TASK REQUIREMENTS: Each line of the data below must be given again exactly as written.

DATA PROVIDED Block Start

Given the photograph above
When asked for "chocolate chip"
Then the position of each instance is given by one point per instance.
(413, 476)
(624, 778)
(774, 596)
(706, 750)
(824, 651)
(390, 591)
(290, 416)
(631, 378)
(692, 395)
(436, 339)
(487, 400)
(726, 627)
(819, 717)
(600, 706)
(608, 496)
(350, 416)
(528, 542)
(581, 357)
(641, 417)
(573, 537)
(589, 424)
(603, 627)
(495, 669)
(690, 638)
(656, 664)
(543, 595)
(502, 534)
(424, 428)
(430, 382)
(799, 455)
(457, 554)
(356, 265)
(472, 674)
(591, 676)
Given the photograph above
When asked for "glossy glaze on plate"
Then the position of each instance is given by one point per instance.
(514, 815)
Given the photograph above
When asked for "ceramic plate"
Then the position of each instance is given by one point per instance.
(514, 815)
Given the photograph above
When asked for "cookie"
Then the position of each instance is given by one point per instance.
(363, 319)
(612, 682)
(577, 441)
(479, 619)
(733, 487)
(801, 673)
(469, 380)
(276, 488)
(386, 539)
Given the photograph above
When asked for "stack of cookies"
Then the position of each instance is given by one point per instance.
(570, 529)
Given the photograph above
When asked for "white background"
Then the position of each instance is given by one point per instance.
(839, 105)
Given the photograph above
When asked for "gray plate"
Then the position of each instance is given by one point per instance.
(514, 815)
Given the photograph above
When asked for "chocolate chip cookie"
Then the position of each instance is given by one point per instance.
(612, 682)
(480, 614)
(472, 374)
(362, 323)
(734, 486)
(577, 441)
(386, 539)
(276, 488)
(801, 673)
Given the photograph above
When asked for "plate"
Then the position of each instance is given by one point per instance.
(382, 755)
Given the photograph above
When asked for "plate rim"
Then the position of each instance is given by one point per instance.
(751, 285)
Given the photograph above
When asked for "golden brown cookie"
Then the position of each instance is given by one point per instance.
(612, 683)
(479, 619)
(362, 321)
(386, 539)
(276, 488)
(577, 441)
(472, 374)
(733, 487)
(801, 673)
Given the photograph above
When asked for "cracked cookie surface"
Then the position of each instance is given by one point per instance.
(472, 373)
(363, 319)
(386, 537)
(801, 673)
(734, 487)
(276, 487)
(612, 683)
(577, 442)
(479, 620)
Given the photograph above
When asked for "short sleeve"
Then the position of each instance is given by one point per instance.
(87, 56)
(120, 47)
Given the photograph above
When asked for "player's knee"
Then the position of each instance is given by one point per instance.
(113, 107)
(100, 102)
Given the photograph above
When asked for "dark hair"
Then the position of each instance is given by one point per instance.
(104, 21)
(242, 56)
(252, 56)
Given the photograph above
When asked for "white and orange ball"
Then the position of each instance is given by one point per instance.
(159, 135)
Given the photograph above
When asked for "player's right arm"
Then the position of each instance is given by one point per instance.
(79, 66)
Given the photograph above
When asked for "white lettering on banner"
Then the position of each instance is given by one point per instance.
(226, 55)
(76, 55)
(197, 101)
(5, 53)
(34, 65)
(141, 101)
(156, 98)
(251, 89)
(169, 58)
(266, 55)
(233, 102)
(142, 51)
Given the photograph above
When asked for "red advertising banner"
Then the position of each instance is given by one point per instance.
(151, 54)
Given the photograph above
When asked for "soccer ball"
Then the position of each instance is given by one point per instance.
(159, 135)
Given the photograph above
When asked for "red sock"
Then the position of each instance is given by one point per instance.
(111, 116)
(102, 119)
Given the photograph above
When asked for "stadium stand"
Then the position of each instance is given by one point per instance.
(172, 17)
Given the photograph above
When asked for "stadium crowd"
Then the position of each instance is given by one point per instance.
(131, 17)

DATA PROVIDED Block End

ANSWER SPACE:
Given the photograph above
When asked for "chocolate chip"
Then the position of each instance is given by one point per instance.
(413, 476)
(624, 778)
(774, 596)
(706, 750)
(824, 651)
(390, 591)
(290, 416)
(631, 378)
(692, 395)
(436, 339)
(487, 400)
(726, 627)
(819, 717)
(600, 706)
(608, 496)
(350, 416)
(528, 542)
(581, 357)
(641, 417)
(573, 537)
(589, 424)
(603, 627)
(495, 669)
(690, 638)
(656, 664)
(543, 595)
(502, 534)
(424, 428)
(430, 382)
(799, 455)
(457, 554)
(356, 265)
(472, 674)
(591, 676)
Given the photograph above
When asked for "glossy glaze on plate"
Then the position of each instance is given by one point per instance.
(514, 815)
Given the photograph above
When asked for "ceramic plate"
Then the position of each instance is given by one point per instance.
(514, 815)
Given the photograph above
When asked for "cookie"
Then the position of each instance is given by one point per instance.
(363, 319)
(612, 682)
(577, 441)
(479, 619)
(733, 487)
(801, 673)
(469, 380)
(276, 488)
(386, 539)
Given the photograph above
When asked for "stack of cookies"
Then the position of each instance is given by one point per instance.
(570, 529)
Given the photograph above
When asked for "white background"
Then the position of each instance is given by one point per instance.
(839, 105)
Given the photograph above
When asked for "gray plate"
Then the position of each instance is given by one point per instance.
(514, 815)
Given the photograph above
When asked for "chocolate chip cookie"
Then the position of each instance is given by one point per instance.
(612, 682)
(480, 614)
(472, 374)
(362, 323)
(734, 486)
(577, 441)
(386, 539)
(276, 488)
(801, 673)
Given the photograph above
When asked for "plate"
Then the position of each instance is given by one point per instance.
(382, 755)
Given the photograph above
When asked for "plate rim"
Then the position of each instance is given by one point per instance.
(751, 285)
Given the photograph above
When asked for "golden brown cookie"
Then the position of each instance is given by one point per instance.
(612, 683)
(479, 619)
(362, 321)
(386, 539)
(276, 488)
(577, 441)
(472, 374)
(733, 487)
(801, 673)
Given the photograph above
When asked for "cracked cookie surface"
Then the position of each instance is given by one point per instance.
(472, 373)
(363, 319)
(386, 537)
(801, 673)
(734, 487)
(276, 487)
(612, 683)
(577, 442)
(479, 620)
Given the photograph above
When asked for "short sleeve"
Then the position of each instance is given by one point per instance.
(87, 56)
(120, 47)
Given the photograph above
When asked for "player's knee"
Then the position of each instance is given by one point per instance.
(113, 107)
(100, 102)
Given the photograph above
When asked for "dark hair"
Then the position of each instance is given by one point per instance.
(104, 21)
(242, 56)
(252, 56)
Given the photograph above
When asked for "white and orange ball"
Then the position of each instance is given by one point per instance.
(159, 135)
Given the photograph above
When asked for "player's right arm"
Then the position of each instance is given by one point per instance.
(79, 66)
Given the photograph above
When asked for "white lettering on banner"
Then the position of each instance is given by one point per instance.
(226, 55)
(76, 55)
(197, 101)
(5, 53)
(34, 65)
(141, 101)
(156, 98)
(251, 89)
(169, 58)
(266, 55)
(233, 102)
(142, 51)
Given the photograph above
When asked for "red advertising banner"
Then the position of each instance is given by one point per instance.
(151, 54)
Given the photograph above
When asked for "soccer ball"
Then the position of each instance is given by one point per instance.
(159, 135)
Given the photograph above
When asked for "red sock"
Then the position of each instance is given by one point per instance.
(111, 116)
(102, 119)
Given the photograph above
When asked for "stadium stand"
Then the position of each instance is given by one point per instance.
(172, 17)
Given the photograph above
When asked for "stadium crowd"
Then the position of each instance is given by one point per instance.
(131, 17)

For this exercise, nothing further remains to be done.